■ REQUIREMENT
Make an exact transcript of the lines in the data below, starting with the one containing "find the athletic sock" and going on through the one containing "find the brown seed cone", with both included and the pictures left out.

■ LISTED ENTRIES

Segment Open

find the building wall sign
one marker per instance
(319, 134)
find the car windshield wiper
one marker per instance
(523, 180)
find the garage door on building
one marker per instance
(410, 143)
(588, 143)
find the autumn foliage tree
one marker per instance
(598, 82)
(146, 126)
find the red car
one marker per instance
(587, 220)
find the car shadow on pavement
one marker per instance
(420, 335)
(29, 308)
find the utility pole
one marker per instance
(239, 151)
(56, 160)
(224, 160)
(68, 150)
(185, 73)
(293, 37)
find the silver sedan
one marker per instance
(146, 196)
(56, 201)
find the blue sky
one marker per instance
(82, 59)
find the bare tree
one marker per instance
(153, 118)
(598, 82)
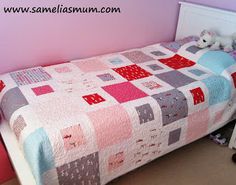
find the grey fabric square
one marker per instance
(193, 49)
(154, 67)
(82, 171)
(145, 113)
(11, 101)
(175, 78)
(174, 136)
(158, 53)
(173, 105)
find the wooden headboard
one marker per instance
(195, 18)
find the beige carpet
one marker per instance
(200, 163)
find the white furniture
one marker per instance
(192, 20)
(195, 18)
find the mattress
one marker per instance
(91, 120)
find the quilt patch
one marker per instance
(73, 137)
(216, 61)
(197, 72)
(175, 78)
(19, 125)
(88, 121)
(145, 113)
(39, 154)
(176, 45)
(12, 100)
(93, 99)
(64, 69)
(173, 105)
(177, 62)
(117, 129)
(132, 72)
(82, 171)
(124, 92)
(198, 95)
(106, 77)
(116, 61)
(137, 57)
(155, 67)
(219, 89)
(91, 65)
(115, 161)
(174, 136)
(30, 76)
(234, 78)
(197, 125)
(2, 86)
(41, 90)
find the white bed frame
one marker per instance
(192, 20)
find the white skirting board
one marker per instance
(17, 158)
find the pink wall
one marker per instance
(27, 40)
(224, 4)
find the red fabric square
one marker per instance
(42, 90)
(73, 137)
(124, 92)
(2, 85)
(177, 62)
(93, 99)
(198, 95)
(234, 78)
(132, 72)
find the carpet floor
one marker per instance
(200, 163)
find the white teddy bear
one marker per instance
(209, 38)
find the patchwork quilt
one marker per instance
(89, 121)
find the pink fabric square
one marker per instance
(73, 137)
(18, 126)
(6, 170)
(197, 125)
(91, 65)
(124, 92)
(151, 85)
(42, 90)
(111, 131)
(116, 161)
(64, 69)
(218, 116)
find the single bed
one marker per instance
(89, 121)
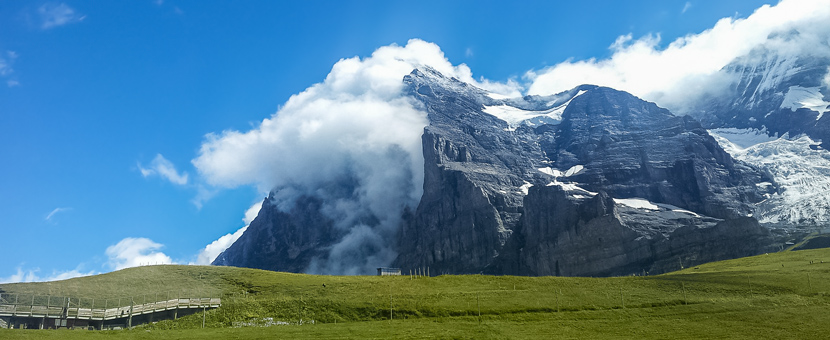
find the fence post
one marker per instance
(810, 283)
(622, 299)
(130, 320)
(478, 303)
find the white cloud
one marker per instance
(55, 211)
(212, 250)
(164, 168)
(31, 275)
(688, 67)
(686, 7)
(353, 141)
(135, 251)
(53, 15)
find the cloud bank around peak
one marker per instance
(351, 141)
(689, 67)
(212, 250)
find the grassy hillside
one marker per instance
(777, 295)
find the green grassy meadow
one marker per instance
(779, 295)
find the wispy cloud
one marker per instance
(164, 168)
(136, 251)
(6, 63)
(212, 250)
(56, 211)
(6, 69)
(690, 67)
(54, 15)
(33, 275)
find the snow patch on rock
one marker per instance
(805, 97)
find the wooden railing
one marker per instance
(66, 310)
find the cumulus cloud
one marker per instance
(162, 167)
(212, 250)
(135, 251)
(33, 275)
(686, 7)
(676, 75)
(352, 141)
(53, 15)
(56, 211)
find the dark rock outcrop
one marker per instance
(474, 215)
(595, 182)
(761, 83)
(283, 241)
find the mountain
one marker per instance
(774, 116)
(591, 181)
(602, 192)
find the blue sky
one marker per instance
(91, 92)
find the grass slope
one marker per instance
(780, 295)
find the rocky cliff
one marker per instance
(548, 197)
(591, 181)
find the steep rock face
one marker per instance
(632, 148)
(283, 241)
(518, 196)
(591, 181)
(571, 236)
(772, 92)
(774, 116)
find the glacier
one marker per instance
(798, 166)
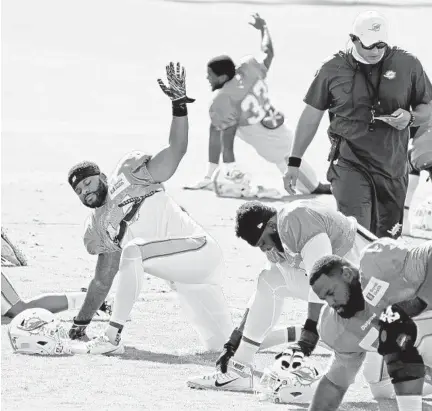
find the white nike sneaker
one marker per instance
(205, 184)
(102, 345)
(239, 377)
(406, 227)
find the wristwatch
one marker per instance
(412, 119)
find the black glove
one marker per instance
(307, 341)
(397, 331)
(230, 348)
(177, 89)
(78, 330)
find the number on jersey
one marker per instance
(257, 104)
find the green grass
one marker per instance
(81, 83)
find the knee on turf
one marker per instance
(271, 283)
(405, 365)
(131, 251)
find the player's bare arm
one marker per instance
(306, 129)
(401, 119)
(266, 44)
(227, 138)
(106, 268)
(164, 164)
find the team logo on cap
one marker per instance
(390, 74)
(375, 27)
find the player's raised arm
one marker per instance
(335, 383)
(163, 165)
(266, 44)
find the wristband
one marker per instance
(81, 323)
(294, 161)
(179, 109)
(311, 325)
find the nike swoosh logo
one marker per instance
(221, 384)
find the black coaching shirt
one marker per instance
(349, 90)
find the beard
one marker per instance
(277, 241)
(355, 302)
(100, 195)
(217, 86)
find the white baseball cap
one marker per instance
(370, 27)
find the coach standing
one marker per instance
(368, 159)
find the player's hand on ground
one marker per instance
(399, 123)
(290, 179)
(176, 88)
(293, 355)
(229, 350)
(257, 21)
(78, 331)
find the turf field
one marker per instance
(79, 82)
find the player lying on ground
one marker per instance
(12, 304)
(38, 331)
(384, 306)
(241, 108)
(293, 239)
(136, 228)
(12, 256)
(419, 159)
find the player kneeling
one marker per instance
(37, 331)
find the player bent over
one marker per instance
(385, 306)
(293, 238)
(242, 108)
(136, 228)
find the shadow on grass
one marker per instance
(206, 358)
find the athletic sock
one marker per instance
(75, 300)
(211, 168)
(246, 351)
(412, 186)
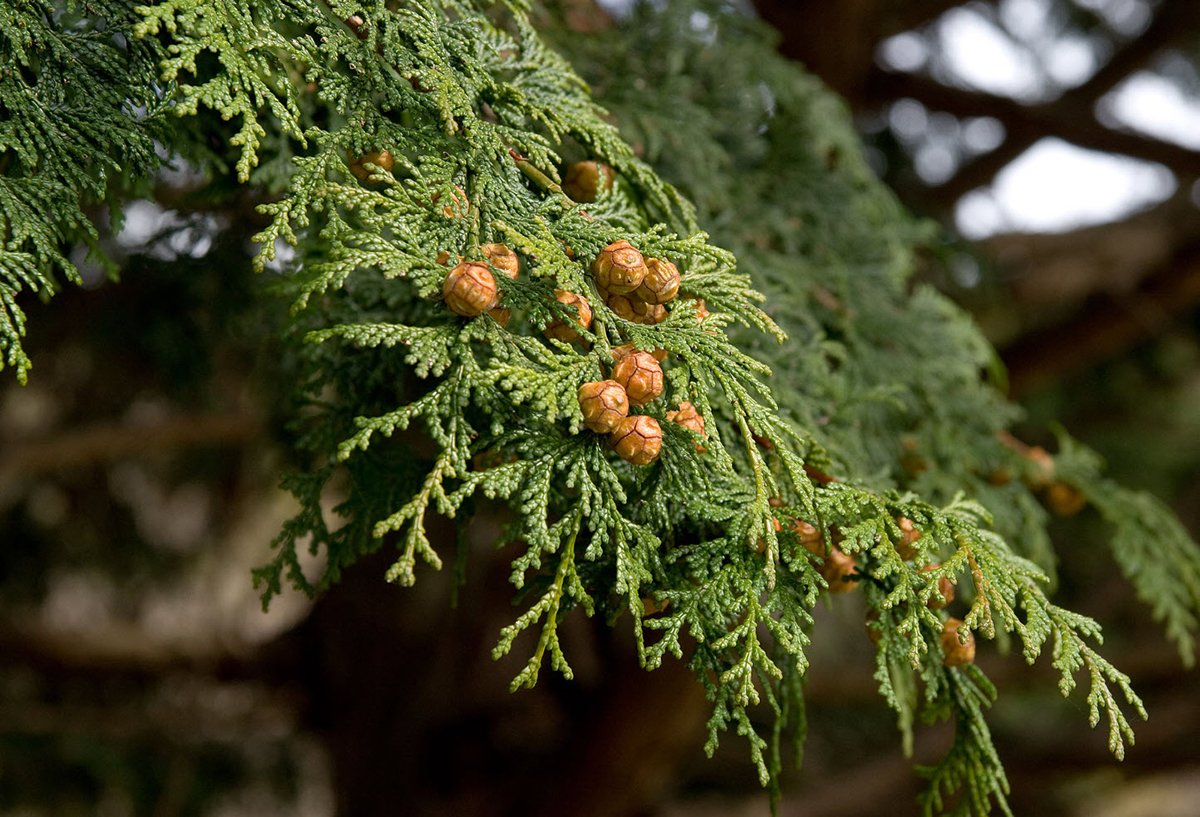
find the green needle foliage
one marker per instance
(835, 389)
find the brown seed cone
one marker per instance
(945, 588)
(655, 313)
(954, 652)
(604, 404)
(619, 268)
(909, 536)
(641, 377)
(382, 158)
(469, 289)
(661, 281)
(690, 419)
(585, 180)
(503, 259)
(637, 439)
(837, 570)
(809, 536)
(568, 331)
(1063, 500)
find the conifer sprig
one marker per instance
(405, 138)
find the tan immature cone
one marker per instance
(661, 282)
(568, 331)
(655, 313)
(585, 180)
(637, 439)
(604, 404)
(690, 419)
(619, 268)
(503, 259)
(955, 653)
(382, 158)
(640, 374)
(469, 289)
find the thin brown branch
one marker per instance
(1107, 328)
(1072, 116)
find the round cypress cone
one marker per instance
(661, 281)
(641, 377)
(637, 439)
(619, 268)
(955, 653)
(503, 258)
(469, 289)
(604, 404)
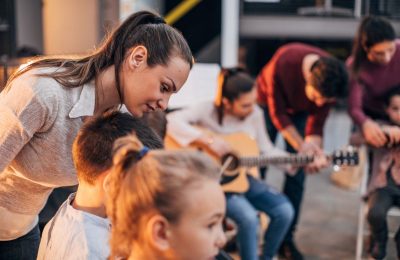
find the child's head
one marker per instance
(327, 81)
(92, 148)
(164, 204)
(236, 93)
(392, 104)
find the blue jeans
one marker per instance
(22, 248)
(294, 185)
(242, 209)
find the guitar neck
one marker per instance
(262, 161)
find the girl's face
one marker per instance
(381, 53)
(147, 89)
(393, 110)
(198, 233)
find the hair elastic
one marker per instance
(143, 152)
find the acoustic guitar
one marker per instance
(246, 159)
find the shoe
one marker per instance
(289, 251)
(378, 250)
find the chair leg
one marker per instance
(360, 231)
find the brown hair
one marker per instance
(372, 30)
(143, 184)
(141, 28)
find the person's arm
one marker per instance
(24, 110)
(262, 138)
(371, 130)
(180, 128)
(269, 81)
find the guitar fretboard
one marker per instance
(262, 161)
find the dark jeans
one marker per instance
(242, 209)
(23, 248)
(379, 202)
(294, 185)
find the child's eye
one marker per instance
(211, 225)
(164, 88)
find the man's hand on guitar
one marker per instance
(393, 135)
(216, 145)
(373, 133)
(320, 161)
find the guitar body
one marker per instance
(242, 145)
(246, 150)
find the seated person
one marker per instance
(164, 204)
(384, 185)
(80, 229)
(235, 111)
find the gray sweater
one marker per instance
(39, 119)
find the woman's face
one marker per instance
(147, 89)
(198, 233)
(381, 53)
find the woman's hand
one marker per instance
(392, 134)
(373, 133)
(217, 145)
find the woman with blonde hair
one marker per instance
(140, 65)
(164, 204)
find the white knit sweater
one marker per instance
(39, 119)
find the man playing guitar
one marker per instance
(235, 110)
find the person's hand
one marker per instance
(392, 134)
(373, 133)
(320, 161)
(218, 146)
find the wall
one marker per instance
(29, 24)
(70, 27)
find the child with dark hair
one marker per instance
(164, 204)
(80, 229)
(384, 185)
(140, 65)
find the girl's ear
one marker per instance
(227, 104)
(157, 230)
(106, 182)
(137, 57)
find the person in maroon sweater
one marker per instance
(296, 90)
(374, 69)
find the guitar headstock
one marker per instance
(348, 156)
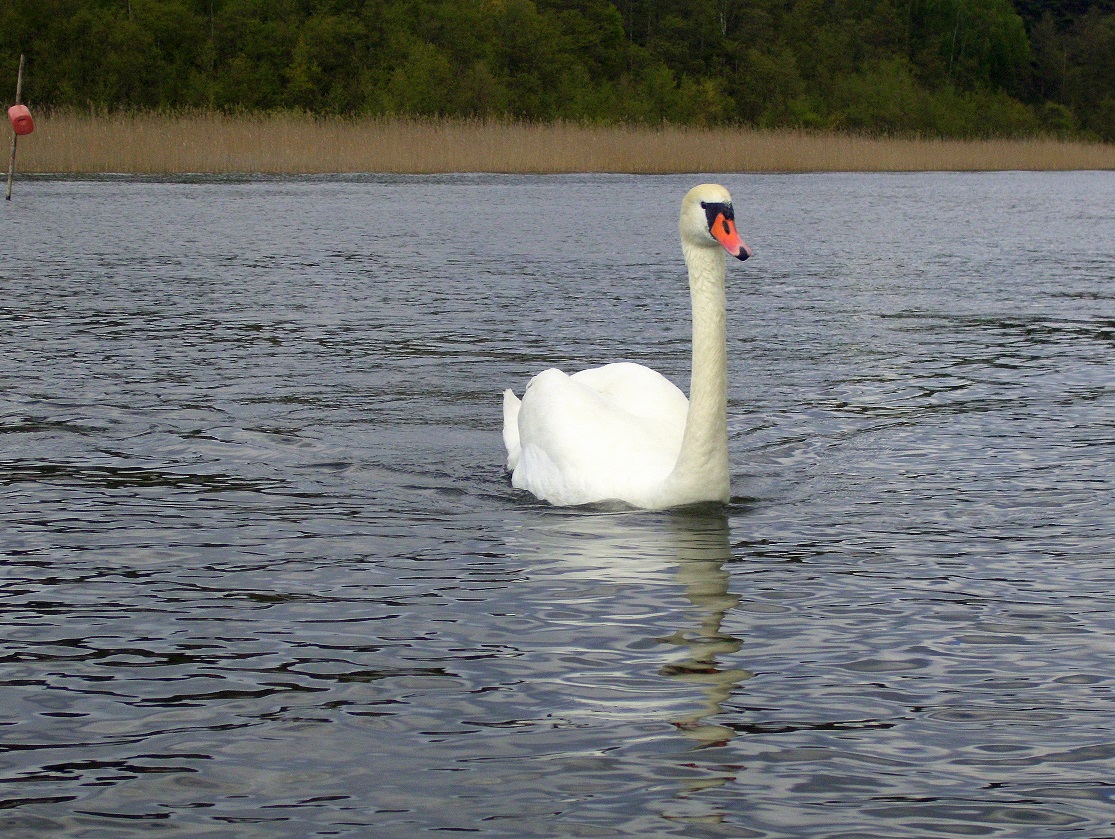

Segment Closed

■ SOLUTION FOR THIS PROBLEM
find the athletic sock
one marker per instance
(75, 300)
(211, 168)
(246, 351)
(412, 186)
find the green needle foliage
one marker per instance
(835, 389)
find the brown seed cone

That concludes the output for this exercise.